* BEGIN READING TEXT *

Romans 6:17-18 says they were “free from sin” by “obeying a form (pattern) of doctrine.” They were told to “mark them that cause division and offence contrary to the doctrine.” How could they do this if no pattern of New Testament doctrine existed? They were not to go beyond things written (1 Cor. 4:6). We conclude — all spiritual activity must be Scriptural. 

The faith (a body of doctrine) can be departed from (1 Tim. 4:1), fall away from (2 Thess. 2:3), turned from (2 Tim. 4:1-4). “The Faith” is the same as “The Truth,” “The Gospel.” 

This is what existed in New Testament times. It was New Testament Christianity. It was to be age-lasting. 

History of Apostasy 

Apostasy was foretold in 2 Thessalonians 2:3-7. This apostasy involved corruption in the organization of the church with men usurping authority that was not theirs. The result was the Roman Catholic Hierarchy and the Dark Ages. Corruption of the New Testament order and evil was so great that opposition could be expected. 

Protests introduced, what is known in history as “The Reformation.” Out of this came “Denominationalism.” Divided Christendom was as great an evil as the original apostasy.

 

Numerous men began to speak against the divided state in the religious world, and to plead for a return to the old Bible order of things; to a respect for the authority of God and his Word. They wanted to restore in the hearts of men what was divinely revealed and existed in New Testament days. History refers to this as “The Restoration movement.” The plea was:

  • A plea for Christ.
  • A plea for the authority of Christ.
  • A plea for the church of Christ (body, family, kingdom).
  • A plea to be biblical — to walk in the old paths.
  • A   plea  for   people   to  be  what  God  wants  us  to  be ,as  revealed in his word (pattern).
  • A plea for the restoration of New Testament Christianity in this present age. 

The results of such preaching were electrifying. Congregations of “The Faith” sprung up all across the land. New Testament Christianity was again popular. 

In the years that followed, other apostasies occurred, thinning the ranks of the faithful. Yet, in the midst of these departures from the faith, there has always been that spiritual body of Christ (the church of Christ) with its message of truth. 

When this building was erected in 1930, the body of Christ was just getting over another apostasy. Many brethren lost their respect for the need of Bible authority, for the divine pattern, and changed local church autonomy (each church doing the work of God, under Christ the head [king] to all churches functioning through an organization (Missionary Society) humanly created, and introduced instruments of music in worship. These unscriptural ef- forts resulted in the First Christian Church (denomination). Many souls and church buildings were lost to this apostasy. The church of Christ — family of God, kingdom of Christ suffered great loss.

* END READING TEXT *
* BEGIN DATA SECTION *

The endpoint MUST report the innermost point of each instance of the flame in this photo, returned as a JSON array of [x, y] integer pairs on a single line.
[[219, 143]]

* END DATA SECTION *

* [CHALLENGES]:
a – In the Restoration history text, replace "Denominationalism" with "Sectarianism" and write out everything from "Protests introduced, what" down to "(body, family, kingdom).".
b – From the Restoration history text:
(i) Which passage foretold the apostasy?
(ii) What does history call the effort to return to the old Bible order of things?
(iii) In what year was the building erected?
Answer from the Restoration history text alone, not from the material.

* [SET OF ANSWERS]:
a –
Protests introduced, what is known in history as “The Reformation.” Out of this came “Sectarianism.” Divided Christendom was as great an evil as the original apostasy.

 

Numerous men began to speak against the divided state in the religious world, and to plead for a return to the old Bible order of things; to a respect for the authority of God and his Word. They wanted to restore in the hearts of men what was divinely revealed and existed in New Testament days. History refers to this as “The Restoration movement.” The plea was:

  • A plea for Christ.
  • A plea for the authority of Christ.
  • A plea for the church of Christ (body, family, kingdom).

b –
(i) 2 Thessalonians 2:3-7
(ii) The Restoration movement
(iii) 1930